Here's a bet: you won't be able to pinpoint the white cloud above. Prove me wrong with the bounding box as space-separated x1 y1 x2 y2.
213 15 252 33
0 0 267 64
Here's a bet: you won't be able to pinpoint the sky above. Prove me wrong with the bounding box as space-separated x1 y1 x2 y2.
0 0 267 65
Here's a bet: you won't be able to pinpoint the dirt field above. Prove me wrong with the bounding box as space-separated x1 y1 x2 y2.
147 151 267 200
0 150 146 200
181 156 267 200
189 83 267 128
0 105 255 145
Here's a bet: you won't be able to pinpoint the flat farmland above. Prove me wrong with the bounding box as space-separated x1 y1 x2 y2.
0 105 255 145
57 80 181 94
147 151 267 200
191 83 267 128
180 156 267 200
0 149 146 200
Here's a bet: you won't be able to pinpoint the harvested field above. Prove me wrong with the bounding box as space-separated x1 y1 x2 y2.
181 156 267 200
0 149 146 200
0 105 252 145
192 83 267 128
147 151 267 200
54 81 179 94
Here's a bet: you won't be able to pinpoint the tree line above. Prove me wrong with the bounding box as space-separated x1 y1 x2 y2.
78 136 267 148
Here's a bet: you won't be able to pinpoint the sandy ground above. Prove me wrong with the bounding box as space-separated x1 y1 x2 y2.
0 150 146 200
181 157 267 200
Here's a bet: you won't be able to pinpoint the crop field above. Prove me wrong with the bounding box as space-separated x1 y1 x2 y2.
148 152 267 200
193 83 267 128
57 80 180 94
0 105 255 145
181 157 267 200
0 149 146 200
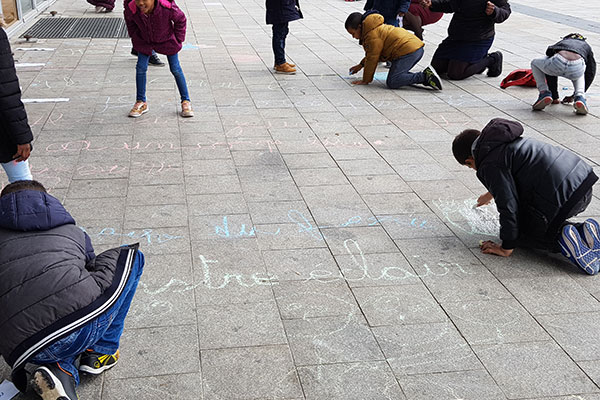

━━━

→ What is being asked:
Recast the lines of the rows above as a Markdown table with the columns Index and Entry. Include only the lines between the first line of the rows and the line holding "54 81 179 94", inclusive, numbered in order, with blank lines omitted.

→ Full output:
| Index | Entry |
|---|---|
| 1 | Here's a bet: you won't be able to pinpoint the white cloud above. Prove me wrong with the bounding box as space-separated x1 y1 x2 y2. |
| 2 | 213 15 252 33 |
| 3 | 0 0 267 64 |
| 4 | Here's a bet: you won't be able to pinpoint the sky above. Prove me wrong with the bounding box as space-separated x1 y1 x2 y2. |
| 5 | 0 0 267 65 |
| 6 | Here's a bet: you won't be able to pinpoint the dirt field above. Prove me wrong with the bounding box as space-separated x1 y1 x2 y2. |
| 7 | 147 151 267 200 |
| 8 | 0 150 146 200 |
| 9 | 181 156 267 200 |
| 10 | 189 83 267 128 |
| 11 | 0 105 255 145 |
| 12 | Here's a bet: you won't be able to pinpoint the flat farmland above. Prove me wrong with the bounding box as space-separated x1 y1 x2 y2. |
| 13 | 0 105 255 145 |
| 14 | 57 80 181 94 |
| 15 | 147 151 267 200 |
| 16 | 191 83 267 128 |
| 17 | 180 156 267 200 |
| 18 | 0 149 146 200 |
| 19 | Here's a bet: you won't be able to pinpoint the harvested field above. Prove me wrong with the bounding box as space-separated x1 y1 x2 y2. |
| 20 | 181 156 267 200 |
| 21 | 0 149 146 200 |
| 22 | 0 105 252 145 |
| 23 | 192 83 267 128 |
| 24 | 147 151 267 200 |
| 25 | 54 81 179 94 |